- _PASSAGE PROVIDED_

Heidi Hartmann: The Unhappy Marriage of Marxism and Feminism: Towards a More Progressive Union
A groundbreaking economist whose work on women and employment won her the MacArthur Fellow Award in 1996. Dr. Hartmann is the founder and president of the Institute for Women's Policy Research in Washington D.C.
bell hooks: Feminism is for Everybody
Writer, professor, and social critic, hooks, born Gloria Jean Watkins, adopted the name of her maternal great-grandmother, a woman known for speaking her mind. Her books reflect her position as a bold interpreter of contemporary culture in terms of race, class, and gender: Ain't I a Woman (1981), Talking Back: Thinking Feminist, Thinking Black (1989); Yearning: Race, Gender and Cultural Politics (1990), Outlaw Culture: Resisting Representation (1994), a memoir, Bone Black: Memories of Girlhood (1996), among others. She has taught literature, women's studies, and African American studies at Yale University, Oberlin College, and City College of New York and continues to teach and to write poetry and social criticism.
Karen Horney: Feminine Psychology
Unlike Freud's belief that biology determines an individual's future, Horney believed that gender identity, behavior, and sexual orientation are a result of experiences and not biology. Even though these feminist psychologists believed the lack of a penis was influential on a young woman's life, it was simply because society empowers men and not because women felt themselves to be defective. Horney believed female inferiority stems from social subordination and not castration. In her mind, women were symbolically castrated by the patriarchal society because it denied women the power a penis represents. Women in this system are forced into feminine roles and then forced to enjoy the subordinate position they have taken in society. According to Horney, as soon as women begin to see themselves as men's equals, society will no longer hold this power over them. Her works include The Neurotic Personality of Our Time (1937), Self-Analysis (1942), Our Inner Conflicts (1945), and Neurosis and Human Growth (1950).
“I Painted it Blue” song by Louie Prima
Luce Irigaray: This Sex Which is Not One
French feminist philosopher. Trained at Louvain Irigaray took a Doctorate of Letters at the University of Paris. She became Director of Research in Philosophy at the National Centre for Scientific Reseach. Irigaray is the author of Speculum of the Other Woman (1974) This Sex Which is Not One (1977), Amante Marine: de Friedrich Nietzsche (1983), L'Oubli de l'Air: Chez Martin Heidegger (1983), Ethique de la Difference Sexuelle (1984), Parler n'est jamais neutre (1985) and Sexes et Parentes (1987). http://www.colorado.edu/English/ENGL2012Klages/Irigaray.html
Mother Jones
Born Mary Harris, she became a full-time trade union organizer. Specializing in helping miners in their fight for decent wages, improved working conditions and an end to child labour. Her work involved making speeches, recruiting members and organizing soup kitchens and women's auxiliary groups during strikes. After the formation of the United Mine Workers Union in 1890, Jones became one of its officials. Jones, who by the 1890s, was in her sixties, was always affectionately called Mother Jones by the other trade unionists.

Point localization data:
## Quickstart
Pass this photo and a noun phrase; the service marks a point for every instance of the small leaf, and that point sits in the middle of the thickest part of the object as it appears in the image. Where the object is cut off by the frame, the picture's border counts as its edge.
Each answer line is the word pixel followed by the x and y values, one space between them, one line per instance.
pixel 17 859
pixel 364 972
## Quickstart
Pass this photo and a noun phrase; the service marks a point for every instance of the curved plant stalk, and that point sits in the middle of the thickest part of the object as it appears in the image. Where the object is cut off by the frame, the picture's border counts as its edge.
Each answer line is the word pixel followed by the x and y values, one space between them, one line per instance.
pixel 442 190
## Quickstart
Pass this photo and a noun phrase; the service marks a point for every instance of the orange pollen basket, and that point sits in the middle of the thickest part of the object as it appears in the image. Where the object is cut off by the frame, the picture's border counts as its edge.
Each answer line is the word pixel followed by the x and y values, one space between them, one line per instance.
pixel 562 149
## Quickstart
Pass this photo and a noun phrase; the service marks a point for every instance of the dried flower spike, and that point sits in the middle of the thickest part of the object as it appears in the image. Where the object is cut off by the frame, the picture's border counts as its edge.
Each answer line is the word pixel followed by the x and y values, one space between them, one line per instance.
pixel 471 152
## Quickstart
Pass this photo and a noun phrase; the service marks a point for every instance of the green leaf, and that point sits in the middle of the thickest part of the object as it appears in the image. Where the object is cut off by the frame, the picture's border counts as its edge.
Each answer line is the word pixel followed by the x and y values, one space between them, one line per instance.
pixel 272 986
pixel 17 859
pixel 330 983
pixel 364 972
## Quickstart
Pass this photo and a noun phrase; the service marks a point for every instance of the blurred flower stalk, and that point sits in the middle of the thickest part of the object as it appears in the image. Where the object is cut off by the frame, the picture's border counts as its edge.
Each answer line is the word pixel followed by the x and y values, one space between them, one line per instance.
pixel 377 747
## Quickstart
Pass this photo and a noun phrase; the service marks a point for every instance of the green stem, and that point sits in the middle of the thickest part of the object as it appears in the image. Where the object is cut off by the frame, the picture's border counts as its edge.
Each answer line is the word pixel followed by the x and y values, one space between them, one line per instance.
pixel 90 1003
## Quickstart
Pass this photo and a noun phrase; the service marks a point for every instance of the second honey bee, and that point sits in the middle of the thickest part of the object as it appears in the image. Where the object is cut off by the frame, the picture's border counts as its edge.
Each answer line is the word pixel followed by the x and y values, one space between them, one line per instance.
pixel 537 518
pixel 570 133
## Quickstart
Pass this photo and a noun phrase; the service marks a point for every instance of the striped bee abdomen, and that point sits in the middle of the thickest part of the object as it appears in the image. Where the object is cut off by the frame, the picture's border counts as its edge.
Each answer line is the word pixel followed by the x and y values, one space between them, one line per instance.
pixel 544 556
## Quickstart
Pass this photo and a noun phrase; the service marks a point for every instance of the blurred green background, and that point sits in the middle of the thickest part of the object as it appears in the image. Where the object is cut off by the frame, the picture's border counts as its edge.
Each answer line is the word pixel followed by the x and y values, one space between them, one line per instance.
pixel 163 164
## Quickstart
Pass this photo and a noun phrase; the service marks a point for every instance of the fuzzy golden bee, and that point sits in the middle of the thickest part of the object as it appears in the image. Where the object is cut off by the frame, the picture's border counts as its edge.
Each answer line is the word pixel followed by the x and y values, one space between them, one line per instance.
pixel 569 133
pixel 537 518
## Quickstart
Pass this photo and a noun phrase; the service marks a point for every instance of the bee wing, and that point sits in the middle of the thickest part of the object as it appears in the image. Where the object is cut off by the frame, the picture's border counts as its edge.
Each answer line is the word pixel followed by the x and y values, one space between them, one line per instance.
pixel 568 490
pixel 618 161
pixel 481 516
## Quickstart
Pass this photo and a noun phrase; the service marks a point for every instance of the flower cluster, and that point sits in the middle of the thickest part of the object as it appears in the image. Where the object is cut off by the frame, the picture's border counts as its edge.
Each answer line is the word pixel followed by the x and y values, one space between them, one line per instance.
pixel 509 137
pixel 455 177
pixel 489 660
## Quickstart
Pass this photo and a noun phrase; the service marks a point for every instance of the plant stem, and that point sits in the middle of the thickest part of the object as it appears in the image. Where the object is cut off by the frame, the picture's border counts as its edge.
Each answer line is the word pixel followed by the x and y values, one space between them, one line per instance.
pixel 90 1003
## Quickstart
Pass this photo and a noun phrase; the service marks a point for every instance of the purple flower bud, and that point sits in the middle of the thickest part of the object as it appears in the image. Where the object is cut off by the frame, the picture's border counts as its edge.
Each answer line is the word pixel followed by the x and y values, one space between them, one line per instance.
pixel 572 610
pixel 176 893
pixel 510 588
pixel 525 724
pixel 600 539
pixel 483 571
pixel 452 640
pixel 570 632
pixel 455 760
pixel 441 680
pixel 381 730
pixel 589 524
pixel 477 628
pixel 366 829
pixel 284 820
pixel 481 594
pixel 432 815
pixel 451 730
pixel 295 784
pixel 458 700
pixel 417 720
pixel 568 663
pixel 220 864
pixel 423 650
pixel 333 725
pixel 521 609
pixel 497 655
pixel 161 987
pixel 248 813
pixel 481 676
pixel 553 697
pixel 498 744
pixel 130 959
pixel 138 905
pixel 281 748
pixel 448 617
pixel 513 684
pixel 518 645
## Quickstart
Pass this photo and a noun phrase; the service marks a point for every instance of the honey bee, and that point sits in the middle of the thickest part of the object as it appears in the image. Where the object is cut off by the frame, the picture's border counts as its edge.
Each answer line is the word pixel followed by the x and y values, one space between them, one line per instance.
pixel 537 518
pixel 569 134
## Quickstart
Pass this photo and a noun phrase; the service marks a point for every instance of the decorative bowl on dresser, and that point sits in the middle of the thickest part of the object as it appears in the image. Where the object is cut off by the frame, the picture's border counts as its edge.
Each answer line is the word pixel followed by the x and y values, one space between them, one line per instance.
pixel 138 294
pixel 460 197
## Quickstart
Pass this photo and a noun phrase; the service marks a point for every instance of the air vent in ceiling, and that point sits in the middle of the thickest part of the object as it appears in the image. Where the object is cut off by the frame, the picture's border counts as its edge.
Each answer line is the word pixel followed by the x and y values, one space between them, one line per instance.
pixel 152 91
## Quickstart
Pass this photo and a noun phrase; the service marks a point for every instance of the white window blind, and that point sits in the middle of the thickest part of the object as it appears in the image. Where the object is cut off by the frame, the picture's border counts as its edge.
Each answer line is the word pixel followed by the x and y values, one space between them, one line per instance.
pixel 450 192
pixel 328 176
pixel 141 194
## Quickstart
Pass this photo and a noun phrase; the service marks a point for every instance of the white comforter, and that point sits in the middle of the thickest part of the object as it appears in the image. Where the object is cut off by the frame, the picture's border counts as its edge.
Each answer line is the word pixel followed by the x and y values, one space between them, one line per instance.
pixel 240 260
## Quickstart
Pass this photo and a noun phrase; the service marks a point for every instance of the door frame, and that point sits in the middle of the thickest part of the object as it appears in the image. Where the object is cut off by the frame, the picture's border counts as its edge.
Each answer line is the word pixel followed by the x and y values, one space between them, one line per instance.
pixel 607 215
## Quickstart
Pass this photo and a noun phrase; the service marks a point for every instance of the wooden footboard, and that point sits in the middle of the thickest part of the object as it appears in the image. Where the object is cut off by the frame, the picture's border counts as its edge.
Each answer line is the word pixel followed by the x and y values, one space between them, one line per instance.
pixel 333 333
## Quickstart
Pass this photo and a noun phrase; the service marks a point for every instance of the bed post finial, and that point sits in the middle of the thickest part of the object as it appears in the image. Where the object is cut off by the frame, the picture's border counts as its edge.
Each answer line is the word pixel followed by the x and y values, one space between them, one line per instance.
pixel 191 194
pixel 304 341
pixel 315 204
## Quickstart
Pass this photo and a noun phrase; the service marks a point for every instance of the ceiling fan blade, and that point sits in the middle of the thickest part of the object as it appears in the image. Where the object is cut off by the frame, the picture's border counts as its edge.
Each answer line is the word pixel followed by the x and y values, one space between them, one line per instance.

- _PROMPT A_
Please copy the passage on feminist thinkers between "bell hooks: Feminism" and "and social criticism.", inclusive, switching "professor" to "teacher".
- _PROMPT B_
According to the passage on feminist thinkers, what was Mother Jones's birth name?

- _TASK OUTPUT A_
bell hooks: Feminism is for Everybody
Writer, teacher, and social critic, hooks, born Gloria Jean Watkins, adopted the name of her maternal great-grandmother, a woman known for speaking her mind. Her books reflect her position as a bold interpreter of contemporary culture in terms of race, class, and gender: Ain't I a Woman (1981), Talking Back: Thinking Feminist, Thinking Black (1989); Yearning: Race, Gender and Cultural Politics (1990), Outlaw Culture: Resisting Representation (1994), a memoir, Bone Black: Memories of Girlhood (1996), among others. She has taught literature, women's studies, and African American studies at Yale University, Oberlin College, and City College of New York and continues to teach and to write poetry and social criticism.

- _TASK OUTPUT B_
Mary Harris